Turkey yesterday vowed vengeance against Kurdish militants it said were likely behind twin bombings that killed 38 people and wounded 155 in what appeared to be a coordinated attack on police outside a soccer stadium in Istanbul.
The blasts on Saturday night — a car bomb outside the Vodafone Arena, home to Istanbul’s Besiktas soccer team, followed by a suicide bomb attack in an adjacent park less than a minute later — shook a nation still trying to recover from a series of deadly bombings this year in cities including Istanbul and the capital, Ankara.
There was no claim of responsibility, but Turkish Prime Minister Binali Yildirim said there was “almost no doubt” the attacks were the work of the militant Kurdistan Workers’ Party (PKK), which has carried out a three-decade insurgency, mainly in Turkey’s largely Kurdish southeast.
Photo: AFP
Thirteen people have been detained, Turkish Minister of the Interior Suleyman Soylu said.
“Sooner or later, we will have our vengeance. This blood will not be left on the ground, no matter what the price, what the cost,” Soylu said in a speech at a funeral at the Istanbul police headquarters for five of the officers killed.
Turkish President Recep Tayyip Erdogan attended the funeral, but did not speak, although he greeted and hugged some of the family members.
Photo: AFP
Soylu also warned those who would offer support to the attackers on social media or elsewhere, comments aimed at pro-Kurdish politicians the government accuses of having links to the PKK, which is designated as a terrorist organization by the US, Europe and Turkey.

* DATA RECORDS:
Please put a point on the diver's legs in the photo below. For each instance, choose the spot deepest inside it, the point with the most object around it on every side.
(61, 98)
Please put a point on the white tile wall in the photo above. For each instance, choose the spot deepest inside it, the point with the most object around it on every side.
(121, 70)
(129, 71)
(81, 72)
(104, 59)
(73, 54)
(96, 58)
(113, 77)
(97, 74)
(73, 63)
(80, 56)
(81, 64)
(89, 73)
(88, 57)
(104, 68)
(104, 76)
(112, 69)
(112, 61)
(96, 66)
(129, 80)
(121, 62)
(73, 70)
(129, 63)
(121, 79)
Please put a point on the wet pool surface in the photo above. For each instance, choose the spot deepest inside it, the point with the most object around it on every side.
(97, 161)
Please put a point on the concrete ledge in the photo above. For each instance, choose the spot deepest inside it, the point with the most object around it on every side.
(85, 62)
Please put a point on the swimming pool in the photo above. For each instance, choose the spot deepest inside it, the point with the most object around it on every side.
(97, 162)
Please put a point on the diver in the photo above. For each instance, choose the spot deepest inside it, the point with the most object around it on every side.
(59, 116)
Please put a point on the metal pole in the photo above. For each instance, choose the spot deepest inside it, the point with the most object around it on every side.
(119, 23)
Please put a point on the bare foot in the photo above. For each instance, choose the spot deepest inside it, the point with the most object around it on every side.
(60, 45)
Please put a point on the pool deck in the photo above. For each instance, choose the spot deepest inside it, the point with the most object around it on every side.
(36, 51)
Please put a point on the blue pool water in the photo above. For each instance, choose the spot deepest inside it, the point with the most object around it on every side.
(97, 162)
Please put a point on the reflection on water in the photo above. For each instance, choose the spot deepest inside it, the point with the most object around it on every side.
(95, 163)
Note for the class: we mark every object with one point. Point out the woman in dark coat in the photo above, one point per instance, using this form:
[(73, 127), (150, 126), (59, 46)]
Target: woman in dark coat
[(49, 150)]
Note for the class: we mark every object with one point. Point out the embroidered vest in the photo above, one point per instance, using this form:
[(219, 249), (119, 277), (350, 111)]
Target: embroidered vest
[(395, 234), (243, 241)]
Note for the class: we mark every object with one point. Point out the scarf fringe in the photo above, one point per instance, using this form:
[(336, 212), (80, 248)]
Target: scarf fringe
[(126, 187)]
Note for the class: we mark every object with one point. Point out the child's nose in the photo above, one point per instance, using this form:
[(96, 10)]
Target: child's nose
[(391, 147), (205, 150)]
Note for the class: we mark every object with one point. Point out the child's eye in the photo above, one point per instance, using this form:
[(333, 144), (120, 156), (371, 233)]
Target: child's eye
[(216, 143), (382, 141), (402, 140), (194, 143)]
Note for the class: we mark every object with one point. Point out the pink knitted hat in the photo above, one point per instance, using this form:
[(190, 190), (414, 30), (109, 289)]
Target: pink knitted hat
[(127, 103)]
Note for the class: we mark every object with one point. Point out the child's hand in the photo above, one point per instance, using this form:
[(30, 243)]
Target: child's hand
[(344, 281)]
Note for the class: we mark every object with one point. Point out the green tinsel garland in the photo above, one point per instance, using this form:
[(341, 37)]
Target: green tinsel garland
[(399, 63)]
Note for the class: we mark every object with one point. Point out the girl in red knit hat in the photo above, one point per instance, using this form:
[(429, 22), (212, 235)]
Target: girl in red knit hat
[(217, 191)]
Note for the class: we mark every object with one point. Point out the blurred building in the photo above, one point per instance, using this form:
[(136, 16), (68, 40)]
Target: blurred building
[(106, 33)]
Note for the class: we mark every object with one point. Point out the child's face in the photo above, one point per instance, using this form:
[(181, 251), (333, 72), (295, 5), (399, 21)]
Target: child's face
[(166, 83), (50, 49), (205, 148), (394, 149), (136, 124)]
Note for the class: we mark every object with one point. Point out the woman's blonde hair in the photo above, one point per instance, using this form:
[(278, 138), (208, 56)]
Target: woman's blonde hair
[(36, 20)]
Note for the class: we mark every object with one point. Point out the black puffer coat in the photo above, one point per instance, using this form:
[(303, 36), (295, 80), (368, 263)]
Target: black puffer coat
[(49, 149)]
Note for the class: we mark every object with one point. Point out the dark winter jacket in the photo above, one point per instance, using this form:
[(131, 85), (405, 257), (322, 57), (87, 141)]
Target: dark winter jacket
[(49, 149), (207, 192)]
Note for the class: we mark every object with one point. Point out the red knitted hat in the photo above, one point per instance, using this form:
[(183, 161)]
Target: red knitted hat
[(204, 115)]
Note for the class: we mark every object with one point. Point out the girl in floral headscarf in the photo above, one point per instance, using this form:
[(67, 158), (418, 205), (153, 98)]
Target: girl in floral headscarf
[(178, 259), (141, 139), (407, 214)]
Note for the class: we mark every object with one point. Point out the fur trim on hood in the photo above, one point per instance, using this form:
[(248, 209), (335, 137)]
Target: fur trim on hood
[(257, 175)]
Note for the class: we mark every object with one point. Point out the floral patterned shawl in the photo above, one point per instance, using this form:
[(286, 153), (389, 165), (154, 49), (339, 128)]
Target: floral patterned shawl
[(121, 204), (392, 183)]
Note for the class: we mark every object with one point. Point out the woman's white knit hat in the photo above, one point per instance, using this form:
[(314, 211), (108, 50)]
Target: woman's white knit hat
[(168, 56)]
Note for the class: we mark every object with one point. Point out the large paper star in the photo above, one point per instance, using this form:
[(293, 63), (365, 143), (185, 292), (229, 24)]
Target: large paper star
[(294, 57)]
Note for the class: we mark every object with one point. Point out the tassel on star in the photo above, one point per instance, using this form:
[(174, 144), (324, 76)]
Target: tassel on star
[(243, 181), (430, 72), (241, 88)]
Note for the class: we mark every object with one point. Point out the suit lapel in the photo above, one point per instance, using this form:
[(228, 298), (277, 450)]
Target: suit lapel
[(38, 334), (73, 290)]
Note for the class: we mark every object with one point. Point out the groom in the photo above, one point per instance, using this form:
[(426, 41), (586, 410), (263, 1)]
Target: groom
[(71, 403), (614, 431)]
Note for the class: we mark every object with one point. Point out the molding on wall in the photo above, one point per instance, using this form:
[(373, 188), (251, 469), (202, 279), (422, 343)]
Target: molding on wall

* ACTIVITIES:
a) Answer these questions from the article on the Istanbul stadium bombings, one answer a line:
(i) How many people did the twin bombings kill, and how many did they wound?
(ii) How many people had been detained, according to the interior minister?
(iii) Where did Soylu give his speech?
b) Decide whether each statement agrees with the article on the Istanbul stadium bombings. Answer yes or no and quote the words that decide it.
(i) A group claimed responsibility for the attacks.
(ii) Erdogan spoke at the funeral.
(iii) The car bomb went off outside the home stadium of Besiktas.
c) Pick up the article on the Istanbul stadium bombings after its last sentence and carry it on.
The records come from a different source than the text.

* ANSWERS TO THE TASKS:
a)
(i) 38 people were killed and 155 wounded.
(ii) Thirteen people.
(iii) At a funeral at the Istanbul police headquarters for five of the officers killed.

b)
(i) No: "There was no claim of responsibility"
(ii) No: "attended the funeral, but did not speak"
(iii) Yes: "a car bomb outside the Vodafone Arena, home to Istanbul’s Besiktas soccer team"

c)
“To those trying to defend the perpetrators from podiums, over the media or Internet, and trying to make up excuses. There is no excuse for this... Know this: The blade of the state stretches far and wide,” he said.
In recent months, thousands of Kurdish politicians have been detained, including dozens of mayors and the leaders of the Peoples’ Democratic Party (HDP), parliament’s second-biggest opposition party, accused of links to the PKK.
The crackdown against Kurdish politicians has coincided with widespread purges of state institutions following a failed coup in July that the government blames on followers of a US-based Muslim cleric.
In a statement, the HDP condemned the attack and urged the government to end what it called the language and politics of “polarization, hostility and conflict.”
Soylu said the first explosion, which came about two hours after the match between Besiktas and Bursaspor, was at an assembly point for riot police.
The second came as police surrounded the suicide bomber in the nearby Macka park, he said.
Thirty-eight people died, including 30 police and seven civilians, he said.
One person remained unidentified, officials said.
A total of 155 people were being treated in hospital, with 14 of them in intensive care and five in surgery, Turkish Minister of Health Recep Akdag told a news conference.
Flags flew at half-mast, and yesterday was declared a day of national mourning. A march against terrorism had been called in Istanbul.
Erdogan canceled a planned trip to Kazakhstan, his office said.
“What we must focus on is this terror burden. Our people should have no doubt we will continue our battle against terror until the end,” Erdogan told reporters outside a hospital where he had been visiting some of the injured.
NATO Secretary-General Jens Stoltenberg condemned what he described as “horrific acts of terror,” while European leaders also sent messages of solidarity.
The US condemned the attack and said it stood with its ally.